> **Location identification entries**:
____________________

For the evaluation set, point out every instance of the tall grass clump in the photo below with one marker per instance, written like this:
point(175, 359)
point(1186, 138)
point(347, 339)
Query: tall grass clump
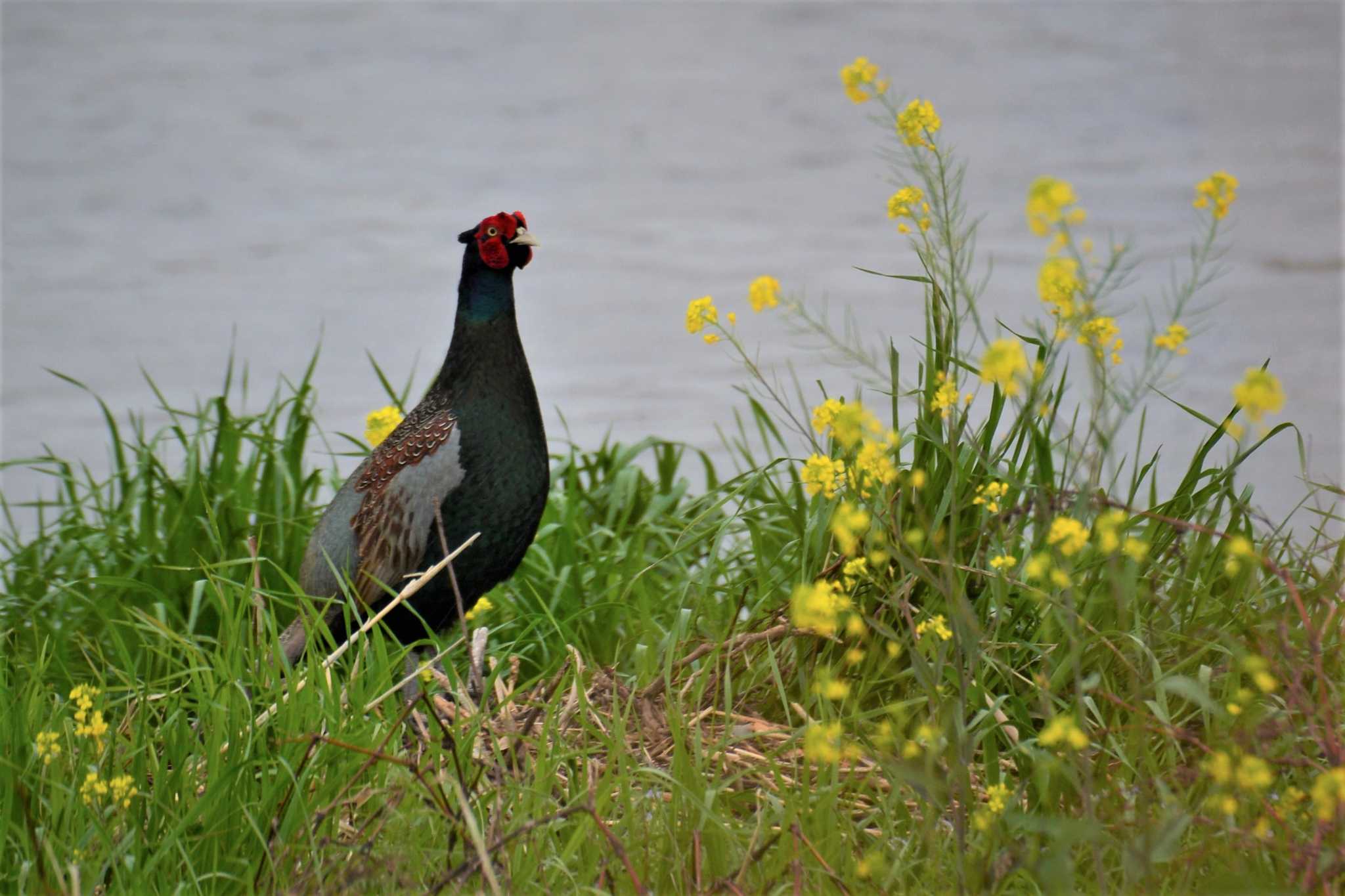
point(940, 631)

____________________

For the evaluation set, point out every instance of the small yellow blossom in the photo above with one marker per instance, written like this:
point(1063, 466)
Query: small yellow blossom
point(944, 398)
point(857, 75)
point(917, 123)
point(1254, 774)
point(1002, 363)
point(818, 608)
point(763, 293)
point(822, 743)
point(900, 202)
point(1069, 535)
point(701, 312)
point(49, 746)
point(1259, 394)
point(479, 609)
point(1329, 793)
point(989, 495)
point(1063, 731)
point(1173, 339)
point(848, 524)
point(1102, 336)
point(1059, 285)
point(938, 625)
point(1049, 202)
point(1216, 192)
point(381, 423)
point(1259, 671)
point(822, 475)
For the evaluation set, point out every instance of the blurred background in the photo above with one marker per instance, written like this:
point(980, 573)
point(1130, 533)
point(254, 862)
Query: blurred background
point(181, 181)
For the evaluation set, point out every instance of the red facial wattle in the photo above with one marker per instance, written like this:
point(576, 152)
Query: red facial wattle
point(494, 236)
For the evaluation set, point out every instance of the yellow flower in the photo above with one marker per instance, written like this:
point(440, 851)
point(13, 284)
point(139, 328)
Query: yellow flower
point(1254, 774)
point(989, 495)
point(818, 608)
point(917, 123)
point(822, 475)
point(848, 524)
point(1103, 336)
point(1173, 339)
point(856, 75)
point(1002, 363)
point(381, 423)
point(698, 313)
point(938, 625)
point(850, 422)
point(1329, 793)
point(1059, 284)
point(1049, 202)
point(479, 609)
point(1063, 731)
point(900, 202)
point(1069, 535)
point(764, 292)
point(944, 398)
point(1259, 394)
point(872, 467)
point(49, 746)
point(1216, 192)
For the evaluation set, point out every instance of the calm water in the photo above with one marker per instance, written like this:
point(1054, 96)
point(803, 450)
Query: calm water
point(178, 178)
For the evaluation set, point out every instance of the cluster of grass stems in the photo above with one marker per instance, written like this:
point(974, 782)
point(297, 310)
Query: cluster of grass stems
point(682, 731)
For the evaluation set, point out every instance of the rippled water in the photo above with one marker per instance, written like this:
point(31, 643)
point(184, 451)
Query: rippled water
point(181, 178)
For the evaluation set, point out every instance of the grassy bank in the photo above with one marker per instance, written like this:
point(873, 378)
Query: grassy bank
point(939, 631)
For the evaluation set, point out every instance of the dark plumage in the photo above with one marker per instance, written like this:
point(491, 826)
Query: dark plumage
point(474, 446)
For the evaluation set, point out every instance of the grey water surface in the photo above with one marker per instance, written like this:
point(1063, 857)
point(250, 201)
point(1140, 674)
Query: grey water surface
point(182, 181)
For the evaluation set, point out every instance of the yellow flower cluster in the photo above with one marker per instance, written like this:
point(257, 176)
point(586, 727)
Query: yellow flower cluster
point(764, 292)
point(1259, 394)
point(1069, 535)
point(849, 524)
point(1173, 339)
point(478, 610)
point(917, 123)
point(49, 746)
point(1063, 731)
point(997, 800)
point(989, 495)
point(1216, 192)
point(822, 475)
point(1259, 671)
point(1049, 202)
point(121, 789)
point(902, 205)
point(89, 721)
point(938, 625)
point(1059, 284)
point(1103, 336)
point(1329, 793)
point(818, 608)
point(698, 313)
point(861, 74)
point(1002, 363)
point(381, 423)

____________________

> **INSTRUCTION**:
Return, word for word, the lines of the entries above that begin at the line containing "For the evaluation set, point out every instance of the tall" and end after the line containing "point(940, 631)". Leave the picture out of your answer.

> **SOLUTION BELOW**:
For the evaluation set, point out every instance of the tall grass clump in the photo below with one marker per instance, written like this:
point(175, 359)
point(1186, 138)
point(347, 339)
Query: tall grass clump
point(940, 631)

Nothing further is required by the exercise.